## To do
Going through the entries below, count each line containing the word "query". Report the number only.

## Extracted material
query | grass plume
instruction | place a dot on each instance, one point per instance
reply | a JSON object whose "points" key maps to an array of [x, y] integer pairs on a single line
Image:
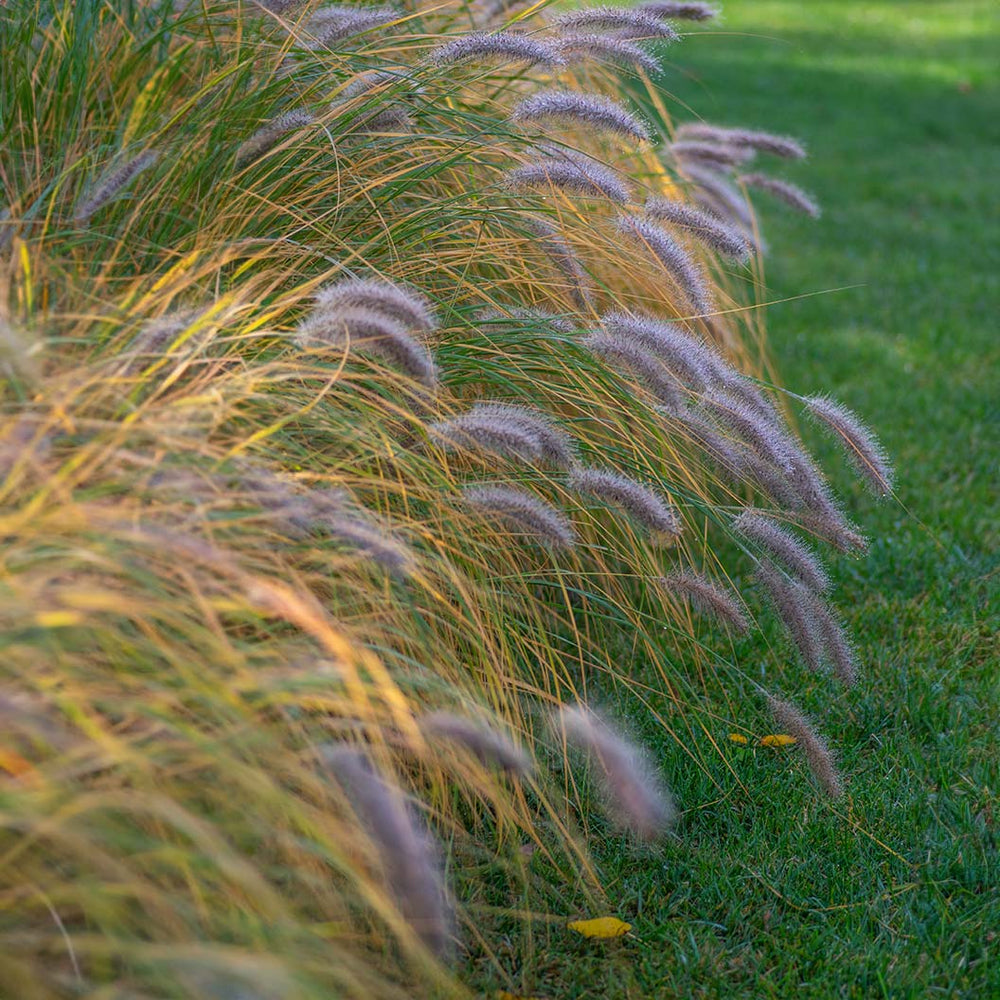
{"points": [[780, 543], [485, 743], [791, 194], [708, 597], [524, 512], [761, 142], [861, 446], [498, 46], [818, 755], [578, 46], [113, 183], [635, 797], [406, 852], [708, 229], [643, 504], [591, 110], [627, 22]]}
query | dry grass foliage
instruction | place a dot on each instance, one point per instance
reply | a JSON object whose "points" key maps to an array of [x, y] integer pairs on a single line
{"points": [[331, 462]]}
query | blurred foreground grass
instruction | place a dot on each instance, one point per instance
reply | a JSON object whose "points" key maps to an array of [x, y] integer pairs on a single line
{"points": [[890, 302]]}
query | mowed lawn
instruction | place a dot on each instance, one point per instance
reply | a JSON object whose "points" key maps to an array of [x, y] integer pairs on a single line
{"points": [[890, 302]]}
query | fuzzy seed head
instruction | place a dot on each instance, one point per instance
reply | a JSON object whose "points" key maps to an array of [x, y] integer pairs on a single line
{"points": [[689, 359], [780, 543], [485, 743], [707, 228], [818, 755], [404, 305], [797, 611], [498, 46], [672, 258], [633, 793], [642, 503], [592, 110], [762, 142], [681, 11], [368, 331], [861, 446], [627, 22], [588, 179], [790, 194], [114, 182], [576, 47], [407, 854], [524, 512], [509, 430], [339, 21], [715, 154], [716, 194], [708, 597], [625, 355], [265, 138]]}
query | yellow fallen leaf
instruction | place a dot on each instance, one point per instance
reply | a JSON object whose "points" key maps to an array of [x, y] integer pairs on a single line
{"points": [[778, 740], [13, 763], [601, 927]]}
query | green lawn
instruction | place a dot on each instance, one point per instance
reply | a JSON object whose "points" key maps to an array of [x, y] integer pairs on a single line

## Answer to this exercise
7